Records from a data source:
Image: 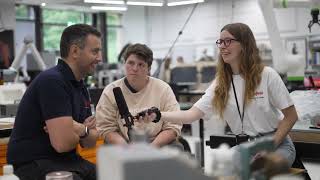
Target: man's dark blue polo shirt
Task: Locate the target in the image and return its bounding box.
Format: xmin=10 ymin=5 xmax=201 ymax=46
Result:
xmin=7 ymin=60 xmax=91 ymax=165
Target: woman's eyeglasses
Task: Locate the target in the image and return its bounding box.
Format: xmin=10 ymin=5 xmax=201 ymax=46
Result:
xmin=216 ymin=38 xmax=238 ymax=47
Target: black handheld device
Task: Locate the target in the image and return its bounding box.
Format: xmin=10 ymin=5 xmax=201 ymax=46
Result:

**Goal**
Give the material above as a JSON list of strings, with one string for each line and no blank lines. Leave the pictures out.

**Task result**
[
  "Image: ",
  "Target: man's dark blue polo shirt",
  "Task: Locate the target in the image and return its bounding box.",
  "Format: xmin=10 ymin=5 xmax=201 ymax=46",
  "Result:",
  "xmin=7 ymin=60 xmax=91 ymax=165",
  "Target: woman's eyeglasses",
  "Task: Locate the target in the image and return its bounding box.",
  "Format: xmin=10 ymin=5 xmax=201 ymax=46",
  "Result:",
  "xmin=216 ymin=38 xmax=238 ymax=47",
  "Target: black handheld device",
  "Task: Locate the target in the image and return its bounding box.",
  "Format: xmin=10 ymin=5 xmax=201 ymax=46",
  "Result:"
]